Stored data

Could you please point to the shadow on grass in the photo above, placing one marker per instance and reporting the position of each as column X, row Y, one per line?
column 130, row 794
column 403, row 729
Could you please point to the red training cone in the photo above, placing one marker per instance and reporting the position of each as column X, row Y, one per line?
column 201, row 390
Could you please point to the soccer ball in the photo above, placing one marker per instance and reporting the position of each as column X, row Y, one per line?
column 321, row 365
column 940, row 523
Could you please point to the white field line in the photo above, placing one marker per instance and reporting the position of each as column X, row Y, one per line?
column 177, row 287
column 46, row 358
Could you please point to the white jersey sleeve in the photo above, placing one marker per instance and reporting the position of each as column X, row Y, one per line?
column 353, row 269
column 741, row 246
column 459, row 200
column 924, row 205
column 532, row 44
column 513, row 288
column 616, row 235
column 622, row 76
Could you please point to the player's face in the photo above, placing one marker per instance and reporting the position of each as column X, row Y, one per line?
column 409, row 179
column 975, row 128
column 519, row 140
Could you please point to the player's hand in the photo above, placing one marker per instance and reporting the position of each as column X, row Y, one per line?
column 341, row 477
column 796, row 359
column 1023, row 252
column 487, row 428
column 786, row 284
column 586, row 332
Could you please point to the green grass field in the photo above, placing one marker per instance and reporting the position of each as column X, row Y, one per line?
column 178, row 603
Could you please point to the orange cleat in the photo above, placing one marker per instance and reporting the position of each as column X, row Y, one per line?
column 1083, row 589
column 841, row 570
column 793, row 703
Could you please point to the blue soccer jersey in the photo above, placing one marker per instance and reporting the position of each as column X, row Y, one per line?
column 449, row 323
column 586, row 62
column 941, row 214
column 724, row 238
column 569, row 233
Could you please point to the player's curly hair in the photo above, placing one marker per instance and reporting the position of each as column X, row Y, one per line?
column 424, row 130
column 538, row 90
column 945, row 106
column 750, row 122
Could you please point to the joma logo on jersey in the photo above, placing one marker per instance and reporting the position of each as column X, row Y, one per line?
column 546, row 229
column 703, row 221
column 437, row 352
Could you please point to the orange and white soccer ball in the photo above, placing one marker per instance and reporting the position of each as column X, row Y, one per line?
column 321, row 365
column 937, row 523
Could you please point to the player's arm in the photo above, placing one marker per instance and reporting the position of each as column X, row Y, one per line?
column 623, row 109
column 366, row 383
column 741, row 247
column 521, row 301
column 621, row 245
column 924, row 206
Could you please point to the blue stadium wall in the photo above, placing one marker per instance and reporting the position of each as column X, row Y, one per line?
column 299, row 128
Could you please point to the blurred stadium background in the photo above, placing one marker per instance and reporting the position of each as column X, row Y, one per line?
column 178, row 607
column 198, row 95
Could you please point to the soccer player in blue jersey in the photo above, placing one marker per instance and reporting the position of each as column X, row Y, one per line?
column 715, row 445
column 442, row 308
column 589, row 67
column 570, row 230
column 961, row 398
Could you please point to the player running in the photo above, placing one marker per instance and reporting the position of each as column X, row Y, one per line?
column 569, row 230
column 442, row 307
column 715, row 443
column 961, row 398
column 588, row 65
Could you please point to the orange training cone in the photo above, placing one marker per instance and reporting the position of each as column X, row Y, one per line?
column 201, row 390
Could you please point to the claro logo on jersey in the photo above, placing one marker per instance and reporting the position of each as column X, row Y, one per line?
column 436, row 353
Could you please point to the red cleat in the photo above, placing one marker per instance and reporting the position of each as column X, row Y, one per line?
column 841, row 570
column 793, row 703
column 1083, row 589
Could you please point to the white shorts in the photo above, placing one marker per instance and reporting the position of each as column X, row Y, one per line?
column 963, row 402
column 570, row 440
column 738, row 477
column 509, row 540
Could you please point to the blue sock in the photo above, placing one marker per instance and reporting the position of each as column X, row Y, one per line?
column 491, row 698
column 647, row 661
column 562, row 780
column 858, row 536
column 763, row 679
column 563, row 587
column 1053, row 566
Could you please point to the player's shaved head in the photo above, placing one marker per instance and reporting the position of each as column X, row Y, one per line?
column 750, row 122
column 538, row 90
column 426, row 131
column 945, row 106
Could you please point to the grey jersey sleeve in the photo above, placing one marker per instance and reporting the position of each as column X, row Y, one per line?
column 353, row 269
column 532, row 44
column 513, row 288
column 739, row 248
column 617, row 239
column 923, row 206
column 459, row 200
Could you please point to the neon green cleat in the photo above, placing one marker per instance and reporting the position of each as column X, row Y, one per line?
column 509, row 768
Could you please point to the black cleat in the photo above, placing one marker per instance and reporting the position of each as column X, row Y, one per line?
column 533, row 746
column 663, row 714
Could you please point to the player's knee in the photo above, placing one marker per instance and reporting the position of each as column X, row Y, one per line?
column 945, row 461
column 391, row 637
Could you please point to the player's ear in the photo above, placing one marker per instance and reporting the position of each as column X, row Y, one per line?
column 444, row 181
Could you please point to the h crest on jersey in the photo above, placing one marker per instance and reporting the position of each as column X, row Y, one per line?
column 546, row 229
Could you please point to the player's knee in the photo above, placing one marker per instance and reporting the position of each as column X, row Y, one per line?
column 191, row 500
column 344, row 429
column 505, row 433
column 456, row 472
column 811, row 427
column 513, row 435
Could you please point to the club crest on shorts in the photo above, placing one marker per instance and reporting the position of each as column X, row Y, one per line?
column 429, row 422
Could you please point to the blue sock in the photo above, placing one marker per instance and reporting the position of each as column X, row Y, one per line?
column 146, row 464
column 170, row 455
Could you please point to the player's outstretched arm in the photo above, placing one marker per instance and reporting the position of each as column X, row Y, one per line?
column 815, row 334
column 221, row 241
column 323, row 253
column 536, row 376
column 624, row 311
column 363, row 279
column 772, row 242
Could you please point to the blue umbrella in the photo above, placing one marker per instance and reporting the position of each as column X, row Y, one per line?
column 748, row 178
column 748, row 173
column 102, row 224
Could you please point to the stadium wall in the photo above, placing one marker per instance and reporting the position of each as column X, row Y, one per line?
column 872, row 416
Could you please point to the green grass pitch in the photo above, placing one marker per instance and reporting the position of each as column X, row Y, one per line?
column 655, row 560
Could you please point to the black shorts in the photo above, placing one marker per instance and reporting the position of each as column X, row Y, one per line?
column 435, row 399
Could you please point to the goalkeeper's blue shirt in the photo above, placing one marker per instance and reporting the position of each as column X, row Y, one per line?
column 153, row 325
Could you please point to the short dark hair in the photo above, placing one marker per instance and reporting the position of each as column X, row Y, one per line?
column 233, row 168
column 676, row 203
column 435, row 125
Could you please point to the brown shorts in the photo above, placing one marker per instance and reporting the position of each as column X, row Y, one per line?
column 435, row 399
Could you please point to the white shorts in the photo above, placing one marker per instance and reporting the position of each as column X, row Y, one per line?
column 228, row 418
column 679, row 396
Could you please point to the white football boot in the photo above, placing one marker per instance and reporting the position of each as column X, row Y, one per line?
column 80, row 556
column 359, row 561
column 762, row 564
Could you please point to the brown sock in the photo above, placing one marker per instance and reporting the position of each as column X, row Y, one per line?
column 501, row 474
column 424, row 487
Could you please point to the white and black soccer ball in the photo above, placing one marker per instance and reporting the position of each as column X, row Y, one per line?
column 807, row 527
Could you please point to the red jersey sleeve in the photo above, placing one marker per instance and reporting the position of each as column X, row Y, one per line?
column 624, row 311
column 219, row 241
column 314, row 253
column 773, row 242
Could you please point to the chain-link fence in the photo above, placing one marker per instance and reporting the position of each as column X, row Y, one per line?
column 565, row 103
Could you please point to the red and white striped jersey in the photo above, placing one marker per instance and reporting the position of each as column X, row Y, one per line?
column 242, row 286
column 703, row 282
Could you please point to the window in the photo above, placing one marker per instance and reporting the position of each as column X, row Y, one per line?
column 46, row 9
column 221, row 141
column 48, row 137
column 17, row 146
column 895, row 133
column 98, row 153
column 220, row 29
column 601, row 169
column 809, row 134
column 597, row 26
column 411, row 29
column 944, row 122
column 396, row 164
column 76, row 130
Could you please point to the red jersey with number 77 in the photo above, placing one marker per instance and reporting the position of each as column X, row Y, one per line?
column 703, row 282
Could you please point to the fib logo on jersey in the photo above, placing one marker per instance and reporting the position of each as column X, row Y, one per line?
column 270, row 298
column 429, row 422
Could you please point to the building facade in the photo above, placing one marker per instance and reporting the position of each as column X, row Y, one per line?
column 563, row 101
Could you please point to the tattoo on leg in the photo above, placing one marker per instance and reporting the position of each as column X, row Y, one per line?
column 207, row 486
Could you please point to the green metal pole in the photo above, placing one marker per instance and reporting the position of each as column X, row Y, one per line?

Instructions to follow =>
Write out the lines of the listing above as a JSON list of strings, one string per line with blank lines skipped, beginning with the line containing "Could you please point to the player's hand" and continuing through the line containing "column 586, row 332".

Answer below =>
[
  "Could you please point to the player's hand in the photo above, placing one marker per instance and reporting the position of each as column X, row Y, one per line?",
  "column 341, row 477",
  "column 796, row 359",
  "column 1023, row 252",
  "column 487, row 428",
  "column 786, row 284",
  "column 586, row 332"
]